● TASK DETAILS: For the material below, please count the lines containing "woman". Reply with the count alone.

● EXERCISE INPUT:
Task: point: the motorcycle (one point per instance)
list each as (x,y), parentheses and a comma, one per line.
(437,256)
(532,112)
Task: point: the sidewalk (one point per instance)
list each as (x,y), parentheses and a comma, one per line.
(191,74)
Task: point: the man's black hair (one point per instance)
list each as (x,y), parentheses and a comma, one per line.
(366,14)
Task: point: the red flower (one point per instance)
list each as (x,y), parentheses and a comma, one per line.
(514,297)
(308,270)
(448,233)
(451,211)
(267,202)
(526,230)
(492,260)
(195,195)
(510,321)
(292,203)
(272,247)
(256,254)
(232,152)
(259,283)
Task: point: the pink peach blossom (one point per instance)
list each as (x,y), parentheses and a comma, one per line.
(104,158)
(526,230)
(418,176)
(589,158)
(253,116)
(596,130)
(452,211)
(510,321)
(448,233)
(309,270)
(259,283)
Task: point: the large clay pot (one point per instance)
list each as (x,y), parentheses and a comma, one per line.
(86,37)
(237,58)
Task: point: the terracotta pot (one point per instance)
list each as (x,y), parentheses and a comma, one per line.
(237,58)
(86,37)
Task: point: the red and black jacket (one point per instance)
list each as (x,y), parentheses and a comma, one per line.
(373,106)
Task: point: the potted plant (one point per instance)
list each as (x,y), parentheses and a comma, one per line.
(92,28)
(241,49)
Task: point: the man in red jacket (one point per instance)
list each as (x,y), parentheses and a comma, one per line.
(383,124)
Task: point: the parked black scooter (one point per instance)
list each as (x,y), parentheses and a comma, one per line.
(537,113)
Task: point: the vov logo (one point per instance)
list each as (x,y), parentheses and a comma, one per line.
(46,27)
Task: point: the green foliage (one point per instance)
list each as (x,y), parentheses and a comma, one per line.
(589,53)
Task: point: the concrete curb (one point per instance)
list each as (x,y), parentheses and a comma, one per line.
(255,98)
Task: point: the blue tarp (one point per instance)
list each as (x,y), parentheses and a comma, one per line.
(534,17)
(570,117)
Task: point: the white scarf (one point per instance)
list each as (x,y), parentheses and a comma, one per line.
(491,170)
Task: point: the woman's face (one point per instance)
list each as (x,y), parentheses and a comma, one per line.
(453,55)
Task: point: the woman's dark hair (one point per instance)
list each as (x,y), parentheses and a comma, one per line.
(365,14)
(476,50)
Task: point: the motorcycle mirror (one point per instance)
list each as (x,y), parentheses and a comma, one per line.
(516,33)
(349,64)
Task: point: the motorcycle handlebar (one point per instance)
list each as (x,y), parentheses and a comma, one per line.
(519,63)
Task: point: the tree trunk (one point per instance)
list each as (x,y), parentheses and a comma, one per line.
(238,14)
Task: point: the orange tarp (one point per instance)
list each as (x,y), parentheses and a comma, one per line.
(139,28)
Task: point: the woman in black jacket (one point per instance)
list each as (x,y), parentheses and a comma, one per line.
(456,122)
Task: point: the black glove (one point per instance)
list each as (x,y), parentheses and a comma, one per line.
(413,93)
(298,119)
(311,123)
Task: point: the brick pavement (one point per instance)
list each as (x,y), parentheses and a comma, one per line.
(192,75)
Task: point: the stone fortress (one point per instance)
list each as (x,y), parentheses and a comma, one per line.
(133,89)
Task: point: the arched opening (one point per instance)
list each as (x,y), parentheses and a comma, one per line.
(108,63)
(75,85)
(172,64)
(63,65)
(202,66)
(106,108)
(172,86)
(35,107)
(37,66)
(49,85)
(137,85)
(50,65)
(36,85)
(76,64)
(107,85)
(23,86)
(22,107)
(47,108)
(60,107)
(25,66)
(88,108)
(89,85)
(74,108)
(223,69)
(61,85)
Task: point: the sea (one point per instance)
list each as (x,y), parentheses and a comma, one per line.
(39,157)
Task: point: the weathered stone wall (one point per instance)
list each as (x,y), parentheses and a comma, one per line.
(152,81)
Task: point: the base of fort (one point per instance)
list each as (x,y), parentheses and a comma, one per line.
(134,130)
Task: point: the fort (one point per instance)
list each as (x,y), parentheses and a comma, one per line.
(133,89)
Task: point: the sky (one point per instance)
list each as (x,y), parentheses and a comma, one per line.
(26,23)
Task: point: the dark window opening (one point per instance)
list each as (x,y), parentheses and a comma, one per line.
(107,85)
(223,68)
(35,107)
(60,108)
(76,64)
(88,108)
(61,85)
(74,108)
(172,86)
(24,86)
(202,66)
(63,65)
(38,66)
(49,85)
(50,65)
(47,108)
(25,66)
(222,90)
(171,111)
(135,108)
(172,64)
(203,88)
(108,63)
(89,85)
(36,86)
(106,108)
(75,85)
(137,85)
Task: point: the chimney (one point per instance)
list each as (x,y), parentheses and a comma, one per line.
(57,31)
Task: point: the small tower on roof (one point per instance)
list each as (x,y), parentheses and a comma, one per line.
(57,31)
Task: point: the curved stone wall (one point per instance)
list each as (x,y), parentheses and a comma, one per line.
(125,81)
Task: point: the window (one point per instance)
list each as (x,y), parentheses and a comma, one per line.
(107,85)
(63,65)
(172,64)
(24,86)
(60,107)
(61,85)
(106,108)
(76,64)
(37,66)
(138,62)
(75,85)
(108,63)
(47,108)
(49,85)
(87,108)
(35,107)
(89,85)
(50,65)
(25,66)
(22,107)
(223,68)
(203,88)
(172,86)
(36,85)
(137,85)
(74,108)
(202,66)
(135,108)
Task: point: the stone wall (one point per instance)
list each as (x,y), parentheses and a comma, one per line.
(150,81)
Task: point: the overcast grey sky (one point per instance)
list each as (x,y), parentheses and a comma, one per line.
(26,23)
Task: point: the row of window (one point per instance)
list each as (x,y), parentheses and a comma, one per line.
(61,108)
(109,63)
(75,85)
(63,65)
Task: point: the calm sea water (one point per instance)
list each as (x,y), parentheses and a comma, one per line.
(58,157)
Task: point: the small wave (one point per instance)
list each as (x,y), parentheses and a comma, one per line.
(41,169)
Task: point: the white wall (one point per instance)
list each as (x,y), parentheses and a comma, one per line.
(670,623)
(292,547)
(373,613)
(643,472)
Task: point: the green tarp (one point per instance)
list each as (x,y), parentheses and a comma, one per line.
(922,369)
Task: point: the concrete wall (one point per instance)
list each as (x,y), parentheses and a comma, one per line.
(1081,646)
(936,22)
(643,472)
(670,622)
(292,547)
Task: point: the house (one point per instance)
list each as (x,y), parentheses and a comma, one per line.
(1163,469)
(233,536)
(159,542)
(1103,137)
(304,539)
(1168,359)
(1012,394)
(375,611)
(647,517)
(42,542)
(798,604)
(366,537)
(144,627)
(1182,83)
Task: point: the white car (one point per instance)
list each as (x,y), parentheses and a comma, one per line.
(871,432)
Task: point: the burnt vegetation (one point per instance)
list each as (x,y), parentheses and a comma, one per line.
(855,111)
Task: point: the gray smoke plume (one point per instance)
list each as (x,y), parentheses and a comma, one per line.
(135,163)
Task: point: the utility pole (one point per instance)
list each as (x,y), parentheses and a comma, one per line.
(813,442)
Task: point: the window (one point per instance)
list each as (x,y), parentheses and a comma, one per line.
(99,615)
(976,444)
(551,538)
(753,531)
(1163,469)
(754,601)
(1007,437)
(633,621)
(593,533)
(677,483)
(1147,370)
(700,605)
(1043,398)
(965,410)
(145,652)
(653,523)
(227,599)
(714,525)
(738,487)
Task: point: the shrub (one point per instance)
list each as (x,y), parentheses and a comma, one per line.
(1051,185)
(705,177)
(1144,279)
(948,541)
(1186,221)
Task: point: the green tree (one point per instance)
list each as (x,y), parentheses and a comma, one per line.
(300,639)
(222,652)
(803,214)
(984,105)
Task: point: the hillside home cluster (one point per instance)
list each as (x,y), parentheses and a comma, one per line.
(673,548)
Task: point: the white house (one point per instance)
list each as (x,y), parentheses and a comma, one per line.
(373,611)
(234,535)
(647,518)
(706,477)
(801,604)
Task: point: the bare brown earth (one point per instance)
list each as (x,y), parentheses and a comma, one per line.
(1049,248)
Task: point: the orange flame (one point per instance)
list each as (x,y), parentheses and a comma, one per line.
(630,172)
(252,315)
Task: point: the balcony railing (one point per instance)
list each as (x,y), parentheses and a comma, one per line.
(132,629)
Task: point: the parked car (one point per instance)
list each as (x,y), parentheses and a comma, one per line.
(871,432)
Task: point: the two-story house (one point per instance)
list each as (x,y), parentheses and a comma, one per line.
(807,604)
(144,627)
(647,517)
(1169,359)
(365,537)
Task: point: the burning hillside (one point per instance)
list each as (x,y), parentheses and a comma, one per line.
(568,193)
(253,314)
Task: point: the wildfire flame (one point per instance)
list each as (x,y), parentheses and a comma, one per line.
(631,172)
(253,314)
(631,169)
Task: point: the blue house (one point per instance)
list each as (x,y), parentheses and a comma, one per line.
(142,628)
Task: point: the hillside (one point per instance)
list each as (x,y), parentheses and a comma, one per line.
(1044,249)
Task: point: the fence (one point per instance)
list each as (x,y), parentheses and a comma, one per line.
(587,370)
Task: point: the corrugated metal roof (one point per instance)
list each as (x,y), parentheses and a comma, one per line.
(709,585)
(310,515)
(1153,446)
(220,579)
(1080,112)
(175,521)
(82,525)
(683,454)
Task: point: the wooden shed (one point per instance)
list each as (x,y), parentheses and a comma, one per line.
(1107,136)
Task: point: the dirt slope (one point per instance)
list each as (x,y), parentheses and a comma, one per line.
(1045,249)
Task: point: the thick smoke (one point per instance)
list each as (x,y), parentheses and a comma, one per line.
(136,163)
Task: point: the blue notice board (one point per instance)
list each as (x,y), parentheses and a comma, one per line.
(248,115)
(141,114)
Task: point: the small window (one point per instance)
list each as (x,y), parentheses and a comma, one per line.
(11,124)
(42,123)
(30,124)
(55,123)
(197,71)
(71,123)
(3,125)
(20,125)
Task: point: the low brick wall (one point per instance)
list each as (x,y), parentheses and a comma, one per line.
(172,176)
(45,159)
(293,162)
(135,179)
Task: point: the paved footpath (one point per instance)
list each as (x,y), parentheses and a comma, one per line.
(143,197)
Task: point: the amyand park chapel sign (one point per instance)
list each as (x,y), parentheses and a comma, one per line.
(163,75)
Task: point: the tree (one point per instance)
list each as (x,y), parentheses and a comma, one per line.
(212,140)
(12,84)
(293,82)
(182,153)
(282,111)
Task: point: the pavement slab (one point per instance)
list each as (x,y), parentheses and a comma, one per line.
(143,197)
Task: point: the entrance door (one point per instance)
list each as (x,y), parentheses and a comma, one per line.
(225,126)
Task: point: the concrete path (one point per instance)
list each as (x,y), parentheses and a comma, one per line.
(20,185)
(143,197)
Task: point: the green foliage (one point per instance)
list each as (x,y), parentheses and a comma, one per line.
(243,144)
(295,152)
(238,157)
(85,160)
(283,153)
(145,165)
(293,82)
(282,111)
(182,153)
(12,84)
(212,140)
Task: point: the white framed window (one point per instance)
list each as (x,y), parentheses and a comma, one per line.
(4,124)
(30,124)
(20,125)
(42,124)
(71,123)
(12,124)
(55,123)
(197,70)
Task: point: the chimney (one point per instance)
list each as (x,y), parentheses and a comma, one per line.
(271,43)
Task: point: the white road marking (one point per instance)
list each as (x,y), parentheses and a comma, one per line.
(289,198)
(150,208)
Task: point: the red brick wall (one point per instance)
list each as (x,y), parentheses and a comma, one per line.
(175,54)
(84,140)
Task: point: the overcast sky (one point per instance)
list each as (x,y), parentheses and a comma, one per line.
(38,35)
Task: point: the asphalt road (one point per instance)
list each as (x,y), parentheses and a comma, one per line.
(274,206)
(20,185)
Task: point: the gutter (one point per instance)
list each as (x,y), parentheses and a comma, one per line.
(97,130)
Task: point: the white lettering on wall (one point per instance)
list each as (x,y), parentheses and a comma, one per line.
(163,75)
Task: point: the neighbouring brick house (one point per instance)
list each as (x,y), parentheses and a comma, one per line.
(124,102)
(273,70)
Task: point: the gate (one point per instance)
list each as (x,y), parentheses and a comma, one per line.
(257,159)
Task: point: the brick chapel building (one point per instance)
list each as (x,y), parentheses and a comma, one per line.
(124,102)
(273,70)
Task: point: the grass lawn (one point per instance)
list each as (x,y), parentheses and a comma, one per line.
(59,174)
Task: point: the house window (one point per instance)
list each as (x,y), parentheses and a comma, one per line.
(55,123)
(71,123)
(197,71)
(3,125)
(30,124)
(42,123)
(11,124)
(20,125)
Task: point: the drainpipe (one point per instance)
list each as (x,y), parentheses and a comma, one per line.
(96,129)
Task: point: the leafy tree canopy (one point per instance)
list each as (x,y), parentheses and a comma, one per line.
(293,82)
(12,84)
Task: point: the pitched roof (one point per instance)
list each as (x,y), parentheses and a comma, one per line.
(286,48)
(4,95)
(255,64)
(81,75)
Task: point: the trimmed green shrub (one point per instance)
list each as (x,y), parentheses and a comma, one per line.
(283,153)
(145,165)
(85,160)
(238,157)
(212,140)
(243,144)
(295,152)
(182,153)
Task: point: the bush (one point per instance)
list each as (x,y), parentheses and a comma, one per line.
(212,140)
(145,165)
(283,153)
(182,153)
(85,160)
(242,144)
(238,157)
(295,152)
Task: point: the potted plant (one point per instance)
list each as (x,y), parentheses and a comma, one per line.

● OUTPUT OF THE EXERCISE: 3